-- What the task requires --
Each record needs to be transcribed word for word, though without its pictures.

Excerpts from a dataset:

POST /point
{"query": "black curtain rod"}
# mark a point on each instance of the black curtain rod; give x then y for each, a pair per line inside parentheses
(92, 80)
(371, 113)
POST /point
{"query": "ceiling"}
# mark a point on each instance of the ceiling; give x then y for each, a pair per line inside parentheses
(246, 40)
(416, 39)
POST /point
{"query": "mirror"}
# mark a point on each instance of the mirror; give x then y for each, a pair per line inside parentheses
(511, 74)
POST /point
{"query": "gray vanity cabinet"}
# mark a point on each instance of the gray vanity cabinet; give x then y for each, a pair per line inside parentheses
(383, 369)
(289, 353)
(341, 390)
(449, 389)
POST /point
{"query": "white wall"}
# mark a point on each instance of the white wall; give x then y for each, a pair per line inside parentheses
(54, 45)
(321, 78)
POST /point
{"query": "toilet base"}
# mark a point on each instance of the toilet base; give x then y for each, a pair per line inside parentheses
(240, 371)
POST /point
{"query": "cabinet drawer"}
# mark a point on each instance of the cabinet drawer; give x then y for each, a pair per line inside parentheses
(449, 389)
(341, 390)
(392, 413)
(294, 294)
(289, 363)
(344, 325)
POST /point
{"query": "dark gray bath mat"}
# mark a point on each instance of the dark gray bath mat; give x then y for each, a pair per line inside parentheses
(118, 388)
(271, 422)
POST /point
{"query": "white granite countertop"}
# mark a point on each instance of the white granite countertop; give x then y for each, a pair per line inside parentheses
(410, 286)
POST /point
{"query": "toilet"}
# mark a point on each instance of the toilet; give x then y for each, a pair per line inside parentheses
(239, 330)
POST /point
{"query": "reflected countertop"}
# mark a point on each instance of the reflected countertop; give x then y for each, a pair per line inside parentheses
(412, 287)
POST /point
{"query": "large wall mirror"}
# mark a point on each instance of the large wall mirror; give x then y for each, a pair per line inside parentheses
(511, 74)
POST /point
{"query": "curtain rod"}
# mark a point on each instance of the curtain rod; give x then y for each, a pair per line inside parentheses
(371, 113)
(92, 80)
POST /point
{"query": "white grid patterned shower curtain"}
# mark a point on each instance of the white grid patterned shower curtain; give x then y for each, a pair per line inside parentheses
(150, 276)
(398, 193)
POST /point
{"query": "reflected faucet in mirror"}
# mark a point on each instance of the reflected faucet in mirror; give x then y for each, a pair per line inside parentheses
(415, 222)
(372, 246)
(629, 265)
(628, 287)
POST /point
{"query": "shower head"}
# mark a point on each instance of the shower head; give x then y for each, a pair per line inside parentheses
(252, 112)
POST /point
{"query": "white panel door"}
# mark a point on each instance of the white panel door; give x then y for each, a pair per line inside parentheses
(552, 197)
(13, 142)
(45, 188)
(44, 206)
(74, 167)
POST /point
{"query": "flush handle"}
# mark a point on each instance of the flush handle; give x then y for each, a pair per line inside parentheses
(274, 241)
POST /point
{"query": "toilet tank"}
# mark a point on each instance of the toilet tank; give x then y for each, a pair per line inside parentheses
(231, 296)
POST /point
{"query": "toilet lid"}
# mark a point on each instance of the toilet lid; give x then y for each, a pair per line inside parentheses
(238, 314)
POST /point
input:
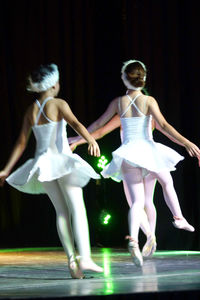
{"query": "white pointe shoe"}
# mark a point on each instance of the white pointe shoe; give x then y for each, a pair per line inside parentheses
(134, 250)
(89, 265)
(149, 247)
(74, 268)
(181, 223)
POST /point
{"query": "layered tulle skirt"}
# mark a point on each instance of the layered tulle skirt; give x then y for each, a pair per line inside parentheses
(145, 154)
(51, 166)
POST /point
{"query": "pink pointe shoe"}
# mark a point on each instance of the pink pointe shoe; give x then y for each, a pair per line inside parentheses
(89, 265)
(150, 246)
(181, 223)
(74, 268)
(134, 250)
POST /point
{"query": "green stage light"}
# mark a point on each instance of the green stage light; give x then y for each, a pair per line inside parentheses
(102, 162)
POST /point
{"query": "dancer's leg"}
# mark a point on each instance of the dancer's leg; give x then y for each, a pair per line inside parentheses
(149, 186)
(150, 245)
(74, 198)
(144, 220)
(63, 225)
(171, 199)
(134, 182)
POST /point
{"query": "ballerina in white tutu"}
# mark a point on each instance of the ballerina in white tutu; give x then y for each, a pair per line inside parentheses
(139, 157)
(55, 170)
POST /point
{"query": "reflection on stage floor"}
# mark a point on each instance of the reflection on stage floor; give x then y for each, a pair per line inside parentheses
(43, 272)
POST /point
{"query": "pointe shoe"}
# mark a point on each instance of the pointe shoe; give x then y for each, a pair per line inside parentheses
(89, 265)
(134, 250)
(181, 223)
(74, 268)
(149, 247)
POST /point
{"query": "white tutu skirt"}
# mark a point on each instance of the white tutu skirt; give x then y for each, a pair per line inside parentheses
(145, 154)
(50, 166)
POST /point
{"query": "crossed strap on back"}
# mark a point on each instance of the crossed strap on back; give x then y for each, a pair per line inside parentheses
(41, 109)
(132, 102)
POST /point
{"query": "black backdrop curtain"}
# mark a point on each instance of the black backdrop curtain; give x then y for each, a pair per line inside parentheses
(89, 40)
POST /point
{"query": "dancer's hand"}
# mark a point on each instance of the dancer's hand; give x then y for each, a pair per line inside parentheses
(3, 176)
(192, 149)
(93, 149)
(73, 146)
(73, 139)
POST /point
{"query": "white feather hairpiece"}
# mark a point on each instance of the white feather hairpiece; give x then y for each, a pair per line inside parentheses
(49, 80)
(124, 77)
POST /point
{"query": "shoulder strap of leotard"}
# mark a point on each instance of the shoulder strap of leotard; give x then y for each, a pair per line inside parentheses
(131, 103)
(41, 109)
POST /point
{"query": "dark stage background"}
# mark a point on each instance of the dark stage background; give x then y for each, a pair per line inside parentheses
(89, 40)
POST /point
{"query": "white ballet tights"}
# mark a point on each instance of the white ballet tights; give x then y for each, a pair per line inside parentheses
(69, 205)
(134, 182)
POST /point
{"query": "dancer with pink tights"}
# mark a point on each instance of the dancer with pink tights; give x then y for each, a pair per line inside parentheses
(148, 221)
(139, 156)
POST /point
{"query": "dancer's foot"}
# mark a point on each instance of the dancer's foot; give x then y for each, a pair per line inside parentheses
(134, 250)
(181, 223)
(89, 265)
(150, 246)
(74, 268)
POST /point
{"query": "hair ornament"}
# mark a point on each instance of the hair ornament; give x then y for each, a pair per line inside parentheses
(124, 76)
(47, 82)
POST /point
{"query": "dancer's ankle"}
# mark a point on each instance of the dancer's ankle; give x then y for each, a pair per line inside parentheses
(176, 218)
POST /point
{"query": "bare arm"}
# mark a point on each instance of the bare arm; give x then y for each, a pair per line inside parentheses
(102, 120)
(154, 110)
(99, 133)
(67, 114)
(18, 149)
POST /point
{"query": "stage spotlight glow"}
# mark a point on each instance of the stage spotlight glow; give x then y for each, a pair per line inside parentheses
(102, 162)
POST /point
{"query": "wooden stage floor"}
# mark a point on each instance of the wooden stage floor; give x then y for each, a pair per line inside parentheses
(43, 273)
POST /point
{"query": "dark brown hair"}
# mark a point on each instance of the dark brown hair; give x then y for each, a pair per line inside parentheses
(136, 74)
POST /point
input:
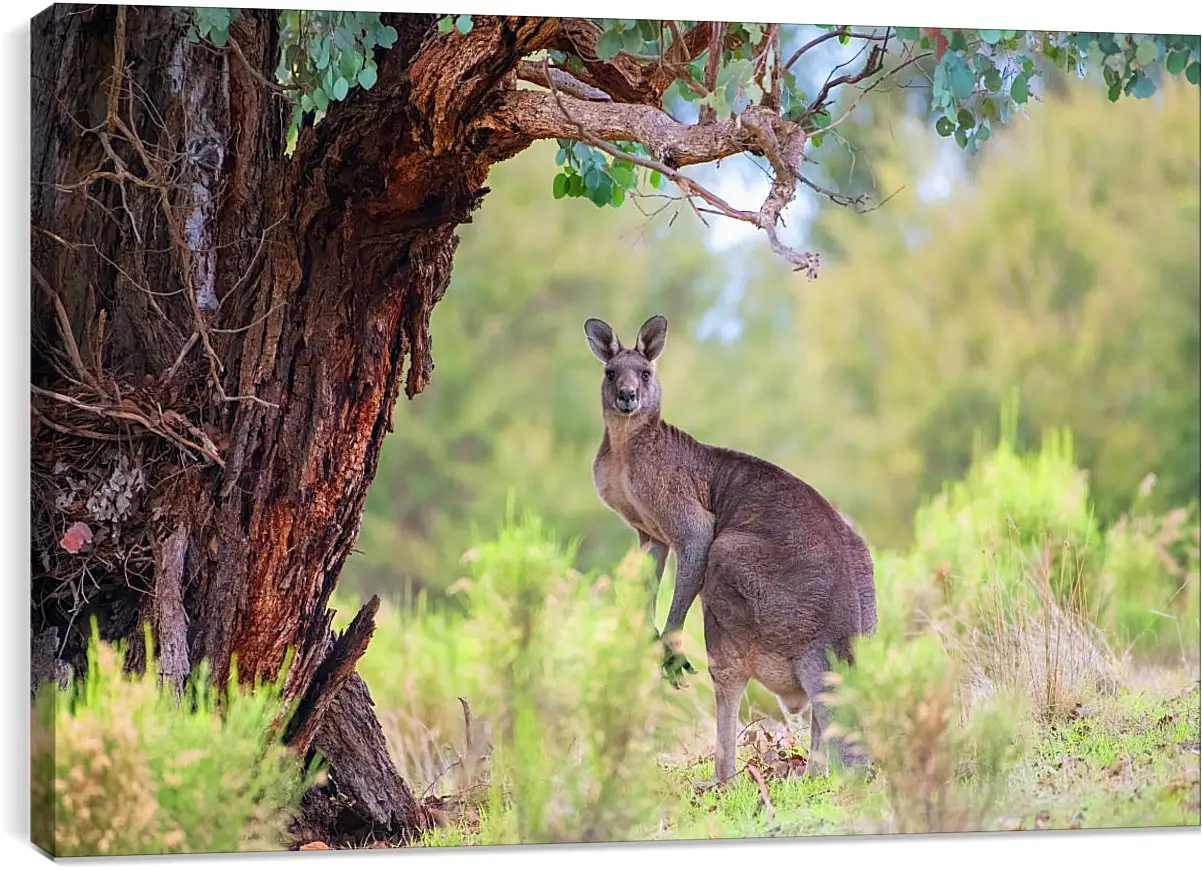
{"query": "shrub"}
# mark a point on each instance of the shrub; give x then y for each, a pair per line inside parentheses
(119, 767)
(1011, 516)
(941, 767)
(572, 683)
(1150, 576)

-- Solution for this problem --
POST /point
{"query": "black curtain rod"}
# mark a point on each instance of the black curtain rod; give x then y for each, a pair per line inside parentheses
(92, 80)
(371, 113)
POST /point
{"query": "ceiling"}
# mark a point on each instance of the ceiling; give x then y for each, a pair per line inside parentheses
(246, 40)
(416, 39)
POST /point
{"query": "mirror"}
# mark a point on each instance of the mirror; give x then y for each, a pair per line inside parentheses
(511, 74)
POST /point
{"query": "gray vanity cabinet"}
# mark a point on each instance of the gray vanity cabinet; give x then y for each, a pair per line inside parentheses
(383, 369)
(289, 353)
(341, 390)
(449, 389)
POST /point
{"query": "white wall"}
# mark a point on each instance of the white wall; give x then y for each, a pair per line inside parentheses
(54, 45)
(321, 78)
POST /point
{"query": "toilet base"}
# mark a point on each instance of the toilet base; give x then y for each, a pair per line inside parentheses
(240, 371)
POST /point
{"query": "cabinet drawer"}
# mark a point on each instance of the cabinet drawer; give x then y for each, a pair per line inside parentheses
(449, 389)
(341, 390)
(392, 413)
(294, 294)
(289, 363)
(344, 325)
POST /point
{"query": "dark gray bath mat"}
# mark a point on each instance of the dark gray bath mat; give x then y for each, a pair per line inside parentheses
(118, 388)
(271, 422)
POST /point
{"query": "white granite countertop"}
# mark a point on each instance of the white granite countertop; give x then y for each, a pair per line inside parentheses
(410, 286)
POST /point
{"query": "toilet"}
# mark a point on each instance of the toilet; give x then y for each, a pair per line inside parentheses
(239, 330)
POST /point
{"query": "reflected countertop"}
# mark a point on each instance of the reflected countertop; give x then y for each, a pair per line inside parentheses
(412, 287)
POST /point
{"query": "large wall mirror"}
# mark a point on each instance of the large wall mirror; give x then y for each, a pair per line inside parentheses
(511, 74)
POST /point
{"query": "curtain rod"}
# mark a point on each instance of the curtain rod; give x then y for each, a pair per line inside parentheses
(371, 113)
(92, 80)
POST /point
{"query": "white grid patterned shower curtain"}
# mark a point on each instance of the white grid patterned shower curtain; give x then y for each, a pair per line inside parentheses
(150, 276)
(398, 193)
POST /point
{"query": "reflected faucet in mirror"}
# mark a point on each instance of the reflected faucet in mirror; give x then y for each, a pair per line inside parentheses
(415, 222)
(372, 246)
(629, 265)
(628, 287)
POST /point
{"query": "shower head"}
# mark a point on each instance of the shower head; give x then y for each, a pair per line inside parentheses
(252, 112)
POST /point
{"query": "white panel door"}
# mark a point on each instance of the white panel door; give x then y for each, a pair per line inside parentheses
(552, 197)
(13, 142)
(45, 188)
(44, 206)
(74, 167)
POST /point
{"query": "flush handle"}
# mark a point on each instance of the flush handle; give x then y for each, a pair per line inside parentheses
(274, 241)
POST /point
{"query": "toilet tank"}
# mark a point on each instance of the toilet tank; give x then y for each, a pair per line inside parentheses
(231, 296)
POST /point
{"query": "toilet lid"}
# mark a point on each instance of the toilet lid; give x then y for each, a pair per line inside parentheses
(238, 314)
POST /point
input:
{"query": "white pointe shoe"}
# mark a point on each instance of the white pointe shoe; give x then y for each, a pair per line inside parentheses
(134, 250)
(89, 265)
(149, 247)
(74, 268)
(181, 223)
POST /point
{"query": "layered tulle skirt"}
# mark a point on each instance of the layered tulle skirt; give x then y for each, a pair per line inside parentheses
(145, 154)
(51, 166)
POST /point
{"query": "pink pointe shoe"}
# mark a point on each instance of the pink pointe shoe; give x then y for each, a pair per line inside parentheses
(89, 265)
(150, 246)
(181, 223)
(74, 268)
(134, 250)
POST /point
{"query": "green stage light"}
# mark a point on each instance of the green stage light; give x then y for each, a pair per line inside parentheses
(102, 162)
POST /point
{"query": "dancer's leg"}
# mark a point on each instance of the dancer's leg; give x then y for each, a pair per line inside parentheses
(149, 186)
(150, 245)
(74, 198)
(144, 220)
(63, 225)
(171, 199)
(134, 182)
POST /point
{"query": "ballerina in white tutu"}
# mark a point on each instance of the ballerina in white tutu; give x then y for each, a pair per line inside parentheses
(139, 157)
(55, 170)
POST /point
{"query": "reflection on stage floor"}
# mark a point on each instance of the reflection on stage floor; give x then y for each, a pair per line inside parentheses
(43, 272)
POST /point
{"query": "pointe shoe"}
# mark a point on each instance of the pointe shoe; give x then y for each, a pair per line inside parentheses
(89, 265)
(134, 250)
(181, 223)
(74, 268)
(149, 247)
POST /point
{"query": "white tutu skirt"}
# mark a point on each instance of the white tutu skirt; give x then y for each, a pair per line inside parentheses
(145, 154)
(50, 166)
POST /point
{"query": "crossed strap on back"}
# mark a point on each instance of the crossed strap on back; give x then y for each, a pair per line inside parentheses
(41, 109)
(132, 102)
POST /point
{"query": "black backdrop curtain"}
# mark a point on each instance of the black backdrop curtain; give x then y for each, a pair per line inside parentheses
(89, 40)
POST /point
{"query": "dancer's hand"}
# mark a point on each instance of the dancer's hand; give x then y for each, a pair per line inside parentheses
(3, 176)
(192, 149)
(93, 149)
(73, 146)
(73, 139)
POST /point
{"query": "white feather hairpiece"}
# mark a point on each instance of the white feather hairpiece; give x then y for each, a pair per line inside parentheses
(49, 80)
(124, 77)
POST /point
{"query": "shoulder strap of leotard"}
# mark a point on each instance of the shoulder strap of leotard; give x then y for each, a pair per line inside parentheses
(131, 103)
(41, 109)
POST /point
{"query": "dark stage background"}
# mark a point on each instance of the dark stage background; give x then y for each, a pair per line inside parentheses
(89, 40)
POST /point
{"query": "white ballet tights"}
# mark a point on each instance of the white ballet tights; give x then y for each, a pair per line inside parentheses
(69, 205)
(134, 182)
POST /point
{"query": "dancer with pink tights"}
# mark a point on each instance of the dancer with pink tights; give x then y for each, a pair per line inside parentheses
(148, 221)
(139, 156)
POST /point
{"query": "dancer's foot"}
# mark a point on each instance of the dancer's foot; give x then y for each, a pair per line inside parentheses
(134, 250)
(181, 223)
(89, 265)
(150, 246)
(74, 268)
POST /point
{"query": "hair ornament"}
# mark a point on each instance of the hair ornament; give x then y for each, a pair per line inside parentheses
(124, 76)
(47, 82)
POST /point
{"query": "dancer's ankle"}
# mark a point on each instance of the dancer's ankle; give x then y for each, a pair per line inside parentheses
(176, 218)
POST /point
{"query": "bare arm"}
# mark a point on each instance of the bare arm; give x then y for each, a pair per line inside parentheses
(102, 120)
(154, 110)
(99, 133)
(67, 114)
(18, 149)
POST /point
{"query": "stage spotlight glow"}
# mark a point on each instance of the stage spotlight glow; give x then y for each, a pair per line inside parentheses
(102, 162)
POST /point
{"query": "wooden stage floor"}
# mark a point on each instance of the wooden stage floor; give x then y for each, a pair per line inside parentheses
(43, 273)
POST /point
{"query": "dark brown hair"}
# mark a point on each instance of the dark brown hair; give x then y for each, a pair per line inside parentheses
(136, 74)
POST /point
input:
{"query": "shrub"}
# mark a point on each instance of the shrub; give x then y for each, a pair per line inside parentheses
(119, 767)
(1011, 516)
(941, 767)
(572, 683)
(1150, 576)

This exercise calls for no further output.